TEXT SHOWN ->

....

> The fundamental basis of any Unix application is the thread or process. (From the Linux OS perspective, threads and processes are mostly identical; the major difference is the degree to which they share memory.)
It's better to be specific in performance discussions, rather than use 'thread' and 'process' interchangeably.
As well as the article mentioned about memory sharing, threads (which are called Lightweight Processes, or LWPs, in Linux 'ps') are granular.
ps -eLf
NWLP in the command above is 'number of lightweight processes', ie number of threads.
Processes are not granular: they're one or many threads. IIRC it can be beneficial to assign threads of the same process to the same physical core or same die for cache affinity. There's all kind of performance stuff where 'threads' and 'processes' do not mean the same thing. Being specific is rad.
In Linux, they are both just entries in the process table. They are created by the `clone` syscall, and the "normal" way of creating them share different amounts of resources by _default_.
You're right to say that treating them differently can be beneficial in some situations, but it really depends.
> You can reload configuration multiple times per second (and many NGINX users do exactly that)
I thought this was an interesting remark. Can anyone clue me in to what these "many users" might be doing, that requires them to reload configuration so frequently?

....

REQUIREMENT 1 -> Please arrange these entry lines as a JSON list of strings, one string per line, with blank lines left out. Begin at the entry line that has "Each instance of the smiling" and continue through the last line of the entries.

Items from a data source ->
....

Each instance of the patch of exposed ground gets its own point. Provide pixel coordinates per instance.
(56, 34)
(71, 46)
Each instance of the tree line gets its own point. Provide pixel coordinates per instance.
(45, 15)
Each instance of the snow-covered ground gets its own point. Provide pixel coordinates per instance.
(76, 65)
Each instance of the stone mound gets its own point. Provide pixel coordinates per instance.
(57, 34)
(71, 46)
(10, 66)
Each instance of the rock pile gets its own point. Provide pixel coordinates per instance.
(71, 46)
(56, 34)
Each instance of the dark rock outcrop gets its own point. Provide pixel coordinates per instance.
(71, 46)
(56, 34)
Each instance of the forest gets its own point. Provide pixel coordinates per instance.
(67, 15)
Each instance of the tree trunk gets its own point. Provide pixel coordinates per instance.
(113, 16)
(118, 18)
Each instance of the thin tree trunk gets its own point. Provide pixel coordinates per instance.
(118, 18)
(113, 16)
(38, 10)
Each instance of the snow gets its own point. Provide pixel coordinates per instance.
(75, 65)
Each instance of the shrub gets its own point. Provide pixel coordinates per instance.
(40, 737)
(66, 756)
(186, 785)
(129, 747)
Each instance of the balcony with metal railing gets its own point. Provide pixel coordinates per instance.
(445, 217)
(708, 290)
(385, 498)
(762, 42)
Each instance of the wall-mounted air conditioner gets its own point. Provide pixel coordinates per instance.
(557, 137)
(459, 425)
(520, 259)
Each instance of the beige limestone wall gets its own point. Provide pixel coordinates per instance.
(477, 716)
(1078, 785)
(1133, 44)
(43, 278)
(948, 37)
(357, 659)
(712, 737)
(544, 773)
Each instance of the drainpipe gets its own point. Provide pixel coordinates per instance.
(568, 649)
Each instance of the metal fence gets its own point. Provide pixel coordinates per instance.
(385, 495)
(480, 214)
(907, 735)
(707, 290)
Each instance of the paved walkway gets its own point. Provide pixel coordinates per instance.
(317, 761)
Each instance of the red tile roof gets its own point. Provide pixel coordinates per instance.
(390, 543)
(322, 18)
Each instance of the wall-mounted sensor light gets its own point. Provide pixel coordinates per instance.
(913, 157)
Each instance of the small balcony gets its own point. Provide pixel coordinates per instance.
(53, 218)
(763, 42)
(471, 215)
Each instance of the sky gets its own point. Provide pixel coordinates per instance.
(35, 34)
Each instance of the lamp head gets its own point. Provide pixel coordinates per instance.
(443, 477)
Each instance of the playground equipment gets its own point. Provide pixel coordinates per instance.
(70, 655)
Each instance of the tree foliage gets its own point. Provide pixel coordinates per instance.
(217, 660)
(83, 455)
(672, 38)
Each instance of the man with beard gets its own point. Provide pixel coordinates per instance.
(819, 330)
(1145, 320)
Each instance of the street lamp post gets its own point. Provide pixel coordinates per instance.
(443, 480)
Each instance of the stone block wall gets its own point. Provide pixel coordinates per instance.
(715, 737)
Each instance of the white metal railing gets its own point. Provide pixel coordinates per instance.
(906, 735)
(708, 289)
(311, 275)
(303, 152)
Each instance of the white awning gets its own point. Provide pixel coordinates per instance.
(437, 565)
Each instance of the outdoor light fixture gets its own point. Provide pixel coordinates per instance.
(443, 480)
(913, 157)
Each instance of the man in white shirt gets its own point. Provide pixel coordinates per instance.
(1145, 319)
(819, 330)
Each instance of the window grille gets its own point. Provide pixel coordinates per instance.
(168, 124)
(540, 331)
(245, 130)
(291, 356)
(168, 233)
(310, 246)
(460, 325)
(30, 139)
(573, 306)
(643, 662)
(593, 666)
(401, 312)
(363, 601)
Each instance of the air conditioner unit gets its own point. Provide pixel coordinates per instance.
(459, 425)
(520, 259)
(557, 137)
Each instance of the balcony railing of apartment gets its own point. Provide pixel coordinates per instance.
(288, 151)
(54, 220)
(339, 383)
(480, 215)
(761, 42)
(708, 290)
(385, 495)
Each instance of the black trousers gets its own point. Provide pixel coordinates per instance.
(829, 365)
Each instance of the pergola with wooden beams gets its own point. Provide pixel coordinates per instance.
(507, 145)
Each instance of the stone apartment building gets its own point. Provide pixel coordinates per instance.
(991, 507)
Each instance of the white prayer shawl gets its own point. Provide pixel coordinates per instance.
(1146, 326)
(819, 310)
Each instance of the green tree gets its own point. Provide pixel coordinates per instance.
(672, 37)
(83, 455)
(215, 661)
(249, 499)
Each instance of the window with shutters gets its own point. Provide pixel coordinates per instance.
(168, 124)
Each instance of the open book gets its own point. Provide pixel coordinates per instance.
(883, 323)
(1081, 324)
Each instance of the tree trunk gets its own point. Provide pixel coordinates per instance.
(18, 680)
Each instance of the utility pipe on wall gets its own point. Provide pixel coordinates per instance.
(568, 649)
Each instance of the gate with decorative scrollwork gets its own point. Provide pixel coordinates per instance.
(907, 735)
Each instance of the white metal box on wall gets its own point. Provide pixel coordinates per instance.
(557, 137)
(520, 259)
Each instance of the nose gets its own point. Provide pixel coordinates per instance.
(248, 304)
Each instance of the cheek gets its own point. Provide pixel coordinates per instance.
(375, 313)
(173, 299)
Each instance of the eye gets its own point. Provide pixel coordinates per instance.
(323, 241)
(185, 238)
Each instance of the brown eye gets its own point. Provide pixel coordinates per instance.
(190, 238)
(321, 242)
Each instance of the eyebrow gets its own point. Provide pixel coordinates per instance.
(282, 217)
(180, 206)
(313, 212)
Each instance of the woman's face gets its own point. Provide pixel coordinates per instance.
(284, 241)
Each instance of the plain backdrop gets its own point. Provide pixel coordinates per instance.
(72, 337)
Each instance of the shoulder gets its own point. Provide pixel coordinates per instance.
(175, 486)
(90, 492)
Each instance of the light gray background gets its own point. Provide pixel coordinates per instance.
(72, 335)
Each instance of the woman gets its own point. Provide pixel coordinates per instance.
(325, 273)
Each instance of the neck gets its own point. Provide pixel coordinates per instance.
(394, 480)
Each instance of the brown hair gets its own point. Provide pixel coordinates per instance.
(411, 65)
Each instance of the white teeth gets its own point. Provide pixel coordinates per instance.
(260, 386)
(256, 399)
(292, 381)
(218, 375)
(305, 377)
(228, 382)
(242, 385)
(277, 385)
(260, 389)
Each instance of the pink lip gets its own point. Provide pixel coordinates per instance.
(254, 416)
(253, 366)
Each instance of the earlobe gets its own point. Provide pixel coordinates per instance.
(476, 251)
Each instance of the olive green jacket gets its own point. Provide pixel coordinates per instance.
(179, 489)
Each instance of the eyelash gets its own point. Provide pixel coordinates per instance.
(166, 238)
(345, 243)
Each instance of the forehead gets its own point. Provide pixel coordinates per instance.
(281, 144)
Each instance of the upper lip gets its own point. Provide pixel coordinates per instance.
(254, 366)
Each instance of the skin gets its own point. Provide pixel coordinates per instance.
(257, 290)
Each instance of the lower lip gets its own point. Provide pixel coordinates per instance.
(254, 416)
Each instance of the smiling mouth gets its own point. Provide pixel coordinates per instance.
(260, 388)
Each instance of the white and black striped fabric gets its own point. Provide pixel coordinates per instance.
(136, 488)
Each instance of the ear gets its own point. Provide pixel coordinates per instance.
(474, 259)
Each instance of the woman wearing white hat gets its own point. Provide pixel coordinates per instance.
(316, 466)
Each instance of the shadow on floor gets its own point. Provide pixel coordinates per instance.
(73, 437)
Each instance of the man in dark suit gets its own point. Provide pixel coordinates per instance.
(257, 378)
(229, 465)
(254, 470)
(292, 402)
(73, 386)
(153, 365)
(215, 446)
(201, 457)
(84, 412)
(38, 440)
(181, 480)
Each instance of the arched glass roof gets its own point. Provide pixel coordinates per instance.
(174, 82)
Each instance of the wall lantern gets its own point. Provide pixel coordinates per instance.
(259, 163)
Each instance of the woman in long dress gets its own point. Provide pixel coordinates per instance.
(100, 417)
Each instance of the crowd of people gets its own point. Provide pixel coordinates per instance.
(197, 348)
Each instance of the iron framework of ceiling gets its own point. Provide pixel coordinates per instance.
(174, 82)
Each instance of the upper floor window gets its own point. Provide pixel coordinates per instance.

....

REQUIREMENT 2 -> Decide whether each statement agrees with the discussion of threads and processes, answering yes or no and quoting the words that settle it. (a) The command given for listing threads is ps -eLf. (b) Processes are described as granular. (c) In Linux, threads and processes are created by the fork syscall.

EXERCISE ANSWER 1 ->
[
  "Each instance of the smiling mouth gets its own point. Provide pixel coordinates per instance.",
  "(260, 388)",
  "Each instance of the white and black striped fabric gets its own point. Provide pixel coordinates per instance.",
  "(136, 488)",
  "Each instance of the ear gets its own point. Provide pixel coordinates per instance.",
  "(474, 259)",
  "Each instance of the woman wearing white hat gets its own point. Provide pixel coordinates per instance.",
  "(316, 466)",
  "Each instance of the shadow on floor gets its own point. Provide pixel coordinates per instance.",
  "(73, 437)",
  "Each instance of the man in dark suit gets its own point. Provide pixel coordinates per instance.",
  "(257, 378)",
  "(229, 465)",
  "(254, 470)",
  "(292, 402)",
  "(73, 386)",
  "(153, 365)",
  "(215, 446)",
  "(201, 457)",
  "(84, 412)",
  "(38, 440)",
  "(181, 480)",
  "Each instance of the arched glass roof gets its own point. Provide pixel coordinates per instance.",
  "(174, 82)",
  "Each instance of the wall lantern gets its own point. Provide pixel coordinates per instance.",
  "(259, 163)",
  "Each instance of the woman in long dress gets its own point. Provide pixel coordinates per instance.",
  "(100, 417)",
  "Each instance of the crowd of people gets its own point. Provide pixel coordinates per instance.",
  "(197, 348)",
  "Each instance of the iron framework of ceiling gets its own point. Provide pixel coordinates per instance.",
  "(174, 82)",
  "Each instance of the upper floor window gets its own point. Provide pixel coordinates per instance."
]

EXERCISE ANSWER 2 ->
(a) Yes: "ps -eLf"
(b) No: "Processes are not granular"
(c) No: "They are created by the `clone` syscall"